**Consigne**
Restituez mot pour mot le passage du texte sur la mortalité qui va de "La conclusion générale" à "par ces observations.".

La première vérification que nous avons faite a été de s’assurer que la mortalité était stable entre 2019 et 2020 sur le mois de mars dans les départements épargnés par le Covid-19. Pour cela, nous avons estimé la différence de mortalité entre 2019 et 2020 dans 10 départements officiellement sans décès lié au Covid-19. Si notre hypothèse est exacte, nous devrions trouver une différence de mortalité proche de zéro dans chacun de ces départements. Nous ne nous attendons pas à trouver exactement zéro, car la mortalité peut-être considérée comme une variable aléatoire, déterminée par un processus stochastique. Pour cette raison, nous avons recours à ce qu’on appelle des “intervalles de confiance”. Ces intervalles décrivent l’ampleur des fluctuations statistiques attendues. Voici le résultat :
Les variations de mortalité estimées sont représentées par les points, département par département. Les intervalles de confiance sont représentés par les barres verticales. Si la barre inclut la valeur 0, on dit que la mortalité est “compatible” avec une variation nulle. C’est le cas de tous les départements, sauf le 46 et le 24. Dans ces départements, on peut affirmer que la mortalité a baissé de manière significative en 2020. Par ailleurs, dans tous les départements, on peut affirmer que l'espérance de mortalité (le nombre moyen de décès attendus), n’a certainement pas augmenté de plus de 50 décès par mois, ou tout au plus de quelques dizaines de décès par mois.
La conclusion générale est la suivante : la mortalité observée en 2020, dans les départements non touchés par le Covid-19, est en général compatible avec celle observée en 2019. Les seuls écarts significatifs indiquent une baisse de la mortalité dans ces départements en 2020. De plus, une augmentation de la mortalité au-delà de quelques dizaines de décès hors Covid-19 est exclue par ces observations.

**Entrées de données enregistrées**

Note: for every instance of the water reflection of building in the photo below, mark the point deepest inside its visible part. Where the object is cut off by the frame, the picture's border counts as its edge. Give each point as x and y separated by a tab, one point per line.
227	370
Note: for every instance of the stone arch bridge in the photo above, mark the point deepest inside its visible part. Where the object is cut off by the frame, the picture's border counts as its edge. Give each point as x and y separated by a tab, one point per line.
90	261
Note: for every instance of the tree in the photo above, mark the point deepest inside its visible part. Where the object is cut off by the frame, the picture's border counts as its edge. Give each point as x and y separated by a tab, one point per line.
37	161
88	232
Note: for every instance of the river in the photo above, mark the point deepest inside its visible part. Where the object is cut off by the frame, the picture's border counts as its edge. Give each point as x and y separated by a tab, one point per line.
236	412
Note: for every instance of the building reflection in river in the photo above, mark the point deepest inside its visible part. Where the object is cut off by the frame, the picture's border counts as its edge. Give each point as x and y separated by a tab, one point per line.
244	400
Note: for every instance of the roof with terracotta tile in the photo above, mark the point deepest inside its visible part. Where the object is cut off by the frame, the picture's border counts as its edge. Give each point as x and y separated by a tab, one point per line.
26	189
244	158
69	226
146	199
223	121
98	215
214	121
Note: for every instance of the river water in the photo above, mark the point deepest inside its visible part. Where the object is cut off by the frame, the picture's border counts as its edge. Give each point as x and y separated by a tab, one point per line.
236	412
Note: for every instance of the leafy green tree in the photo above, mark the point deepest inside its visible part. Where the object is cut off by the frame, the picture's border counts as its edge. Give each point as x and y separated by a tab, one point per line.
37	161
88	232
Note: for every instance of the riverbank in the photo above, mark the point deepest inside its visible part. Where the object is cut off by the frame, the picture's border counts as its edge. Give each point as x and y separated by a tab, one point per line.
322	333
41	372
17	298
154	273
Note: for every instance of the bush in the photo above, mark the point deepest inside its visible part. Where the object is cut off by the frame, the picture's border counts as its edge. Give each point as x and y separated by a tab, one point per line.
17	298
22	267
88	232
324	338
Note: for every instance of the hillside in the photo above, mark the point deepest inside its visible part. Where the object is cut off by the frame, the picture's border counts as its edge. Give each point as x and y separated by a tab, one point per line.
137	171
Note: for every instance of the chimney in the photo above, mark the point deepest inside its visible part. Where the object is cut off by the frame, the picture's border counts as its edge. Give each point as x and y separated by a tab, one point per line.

**Votre réponse**
La conclusion générale est la suivante : la mortalité observée en 2020, dans les départements non touchés par le Covid-19, est en général compatible avec celle observée en 2019. Les seuls écarts significatifs indiquent une baisse de la mortalité dans ces départements en 2020. De plus, une augmentation de la mortalité au-delà de quelques dizaines de décès hors Covid-19 est exclue par ces observations.